§ **What to do**: Leaving out the pictures, output the lines from the one that contains "Please pick out the race number" through the end of the material, exactly as they stand.

§ **Dataset extract**:
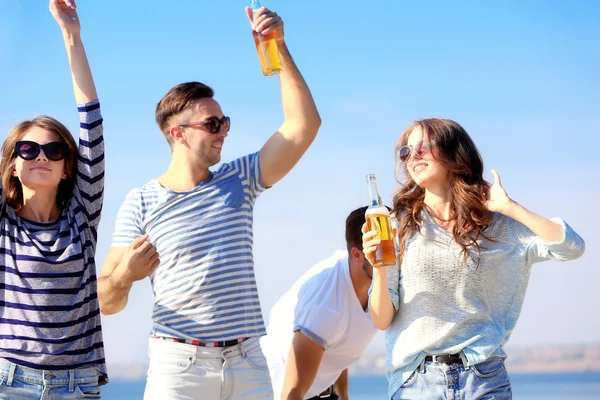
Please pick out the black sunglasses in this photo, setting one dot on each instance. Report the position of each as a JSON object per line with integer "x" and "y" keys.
{"x": 212, "y": 124}
{"x": 54, "y": 151}
{"x": 420, "y": 150}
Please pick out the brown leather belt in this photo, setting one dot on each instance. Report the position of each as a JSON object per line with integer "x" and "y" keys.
{"x": 447, "y": 359}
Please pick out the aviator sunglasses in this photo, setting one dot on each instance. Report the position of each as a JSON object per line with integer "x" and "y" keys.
{"x": 54, "y": 151}
{"x": 420, "y": 150}
{"x": 212, "y": 124}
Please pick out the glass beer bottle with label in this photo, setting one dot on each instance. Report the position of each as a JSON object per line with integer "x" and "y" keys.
{"x": 266, "y": 46}
{"x": 378, "y": 219}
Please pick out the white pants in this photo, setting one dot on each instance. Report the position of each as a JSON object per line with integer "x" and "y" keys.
{"x": 180, "y": 371}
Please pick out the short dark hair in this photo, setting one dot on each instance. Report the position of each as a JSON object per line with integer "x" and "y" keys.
{"x": 177, "y": 100}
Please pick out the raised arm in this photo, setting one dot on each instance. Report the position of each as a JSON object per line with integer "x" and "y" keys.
{"x": 301, "y": 119}
{"x": 65, "y": 14}
{"x": 90, "y": 165}
{"x": 558, "y": 241}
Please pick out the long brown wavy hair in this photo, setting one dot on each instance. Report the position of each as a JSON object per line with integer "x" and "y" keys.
{"x": 11, "y": 184}
{"x": 457, "y": 152}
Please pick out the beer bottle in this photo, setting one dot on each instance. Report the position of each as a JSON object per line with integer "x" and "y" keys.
{"x": 378, "y": 219}
{"x": 266, "y": 46}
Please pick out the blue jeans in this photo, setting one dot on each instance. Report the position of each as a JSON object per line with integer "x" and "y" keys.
{"x": 432, "y": 381}
{"x": 22, "y": 383}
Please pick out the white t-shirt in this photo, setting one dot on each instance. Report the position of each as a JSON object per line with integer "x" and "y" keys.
{"x": 323, "y": 305}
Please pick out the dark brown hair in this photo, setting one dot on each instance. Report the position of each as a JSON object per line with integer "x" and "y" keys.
{"x": 177, "y": 100}
{"x": 11, "y": 184}
{"x": 457, "y": 152}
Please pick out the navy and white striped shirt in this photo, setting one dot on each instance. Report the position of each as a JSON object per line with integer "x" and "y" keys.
{"x": 50, "y": 318}
{"x": 204, "y": 286}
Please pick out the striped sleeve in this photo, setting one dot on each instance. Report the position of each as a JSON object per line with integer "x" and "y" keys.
{"x": 90, "y": 163}
{"x": 128, "y": 225}
{"x": 250, "y": 169}
{"x": 2, "y": 196}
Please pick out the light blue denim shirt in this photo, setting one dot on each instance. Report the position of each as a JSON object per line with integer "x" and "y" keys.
{"x": 446, "y": 305}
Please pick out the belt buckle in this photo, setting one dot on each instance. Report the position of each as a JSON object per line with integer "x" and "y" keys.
{"x": 327, "y": 393}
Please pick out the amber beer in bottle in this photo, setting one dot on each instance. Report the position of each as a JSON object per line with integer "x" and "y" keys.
{"x": 378, "y": 219}
{"x": 266, "y": 46}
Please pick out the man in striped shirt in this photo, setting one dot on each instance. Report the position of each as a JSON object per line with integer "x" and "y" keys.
{"x": 207, "y": 316}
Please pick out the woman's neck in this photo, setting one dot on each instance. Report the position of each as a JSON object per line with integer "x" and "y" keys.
{"x": 39, "y": 206}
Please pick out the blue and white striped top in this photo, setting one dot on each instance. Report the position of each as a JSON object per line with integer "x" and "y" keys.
{"x": 205, "y": 286}
{"x": 50, "y": 315}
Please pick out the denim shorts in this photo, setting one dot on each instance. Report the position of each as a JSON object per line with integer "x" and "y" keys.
{"x": 486, "y": 380}
{"x": 22, "y": 383}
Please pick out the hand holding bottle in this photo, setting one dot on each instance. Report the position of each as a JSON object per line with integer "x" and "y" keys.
{"x": 267, "y": 29}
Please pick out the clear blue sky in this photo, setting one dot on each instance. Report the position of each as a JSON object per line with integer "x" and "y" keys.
{"x": 521, "y": 76}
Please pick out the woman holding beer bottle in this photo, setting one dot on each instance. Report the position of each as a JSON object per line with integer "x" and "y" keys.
{"x": 50, "y": 203}
{"x": 465, "y": 251}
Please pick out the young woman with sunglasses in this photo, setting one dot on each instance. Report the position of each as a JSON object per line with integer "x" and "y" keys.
{"x": 465, "y": 251}
{"x": 51, "y": 199}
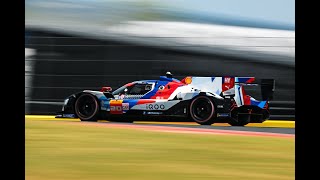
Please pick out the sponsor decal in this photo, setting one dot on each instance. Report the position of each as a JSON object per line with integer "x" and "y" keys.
{"x": 155, "y": 106}
{"x": 125, "y": 106}
{"x": 223, "y": 114}
{"x": 153, "y": 113}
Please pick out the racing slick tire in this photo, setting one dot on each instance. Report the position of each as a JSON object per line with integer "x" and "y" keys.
{"x": 87, "y": 107}
{"x": 202, "y": 110}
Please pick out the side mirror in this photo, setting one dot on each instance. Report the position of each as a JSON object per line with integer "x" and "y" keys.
{"x": 106, "y": 89}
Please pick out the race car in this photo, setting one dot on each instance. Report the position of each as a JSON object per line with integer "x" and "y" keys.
{"x": 205, "y": 100}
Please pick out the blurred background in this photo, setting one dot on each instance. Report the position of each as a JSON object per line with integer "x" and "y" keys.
{"x": 72, "y": 45}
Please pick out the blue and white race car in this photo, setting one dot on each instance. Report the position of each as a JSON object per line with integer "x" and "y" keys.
{"x": 205, "y": 100}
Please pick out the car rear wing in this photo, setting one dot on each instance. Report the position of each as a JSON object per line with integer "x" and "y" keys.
{"x": 267, "y": 86}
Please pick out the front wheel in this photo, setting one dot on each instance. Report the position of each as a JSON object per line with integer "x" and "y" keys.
{"x": 202, "y": 110}
{"x": 87, "y": 107}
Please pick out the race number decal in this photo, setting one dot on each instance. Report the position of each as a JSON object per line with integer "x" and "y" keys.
{"x": 155, "y": 106}
{"x": 116, "y": 107}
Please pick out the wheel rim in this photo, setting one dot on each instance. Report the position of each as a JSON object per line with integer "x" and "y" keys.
{"x": 202, "y": 109}
{"x": 86, "y": 106}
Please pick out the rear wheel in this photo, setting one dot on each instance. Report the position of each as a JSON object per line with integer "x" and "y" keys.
{"x": 87, "y": 107}
{"x": 202, "y": 110}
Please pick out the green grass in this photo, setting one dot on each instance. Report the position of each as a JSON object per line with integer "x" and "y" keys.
{"x": 58, "y": 150}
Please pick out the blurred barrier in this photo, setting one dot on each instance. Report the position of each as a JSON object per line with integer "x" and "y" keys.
{"x": 64, "y": 64}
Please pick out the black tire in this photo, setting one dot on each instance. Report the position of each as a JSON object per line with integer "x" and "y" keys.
{"x": 202, "y": 110}
{"x": 87, "y": 107}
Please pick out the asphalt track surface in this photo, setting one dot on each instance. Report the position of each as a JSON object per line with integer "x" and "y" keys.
{"x": 268, "y": 127}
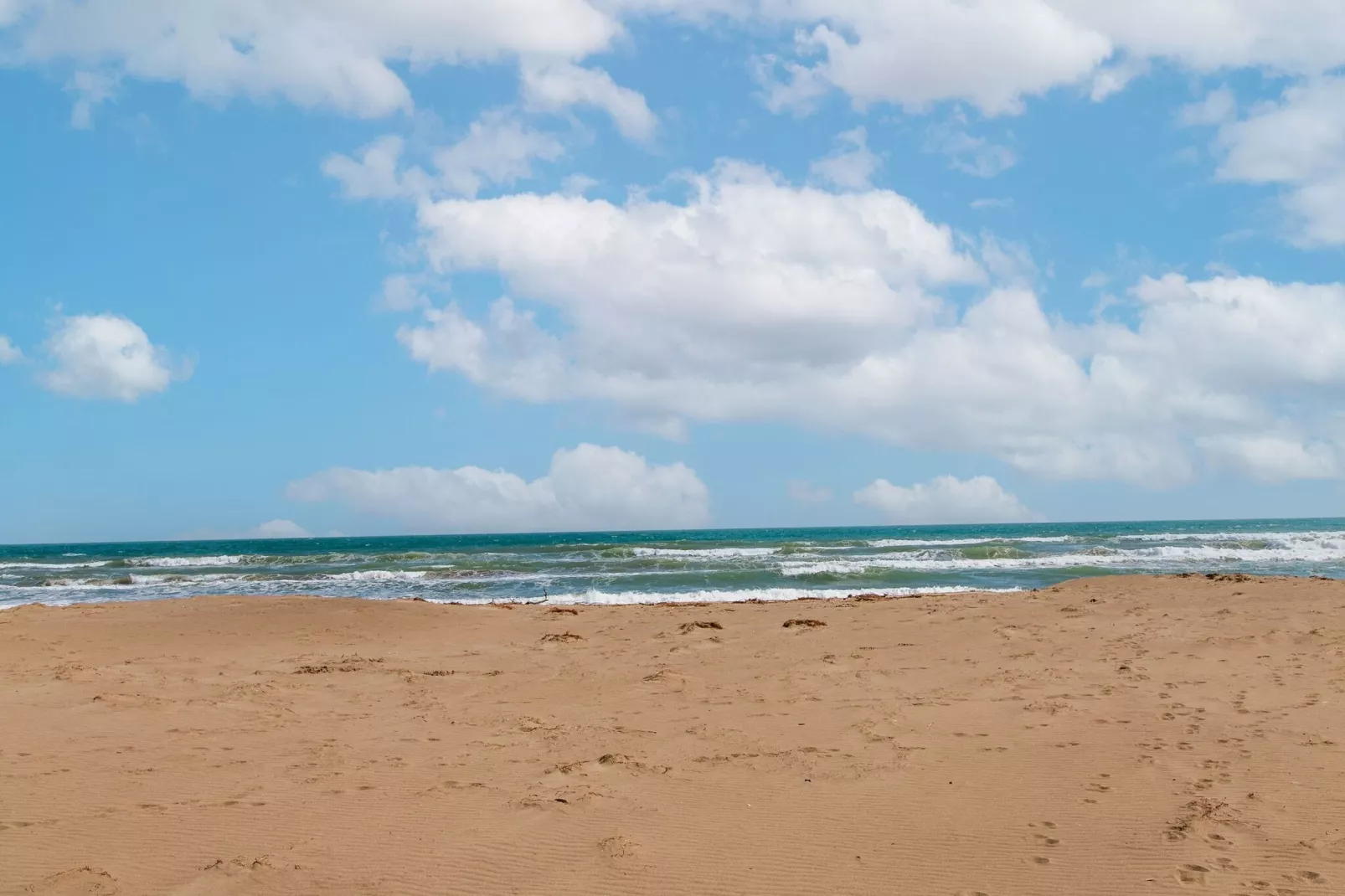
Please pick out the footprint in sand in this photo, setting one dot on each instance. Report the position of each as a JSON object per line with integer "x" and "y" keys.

§ **Result**:
Please pick out the race number decal in this photo, setting one dot on each instance. Report the position of each as a JSON object per line with integer "x" and "y" keys.
{"x": 155, "y": 106}
{"x": 116, "y": 107}
Please pick out the wheel rim in this photo, setting one dot on each instance. Report the position of each as a JSON object per line with integer "x" and "y" keys.
{"x": 202, "y": 109}
{"x": 86, "y": 106}
Please pick out the rear wheel in this photo, setting one dot on each instance. Report the position of each as a JSON object per line with integer "x" and "y" keys.
{"x": 87, "y": 107}
{"x": 202, "y": 110}
Please pick out the green grass in this photo, setting one dot on each instance. Report the position of each as a JSON object per line with integer "x" and "y" keys.
{"x": 58, "y": 150}
Please pick out the blurred barrier in this photo, setting one dot on each instance. Report the position of each as a JSON object per line with integer "x" and "y" keys.
{"x": 64, "y": 64}
Please pick out the black tire in this photo, setting one dot on each instance. Report the position of each as a JSON object per line with integer "x" and "y" keys.
{"x": 202, "y": 110}
{"x": 87, "y": 107}
Please pick out the asphalt track surface in this photo, setting one dot on each instance. Report the position of each as a JSON object per line with integer "x" and "y" keys.
{"x": 268, "y": 127}
Please pick out the footprint in sand in this photo, setting one dot on each instance. Report the position of each as a JSON object per line with integer "x" and "y" keys.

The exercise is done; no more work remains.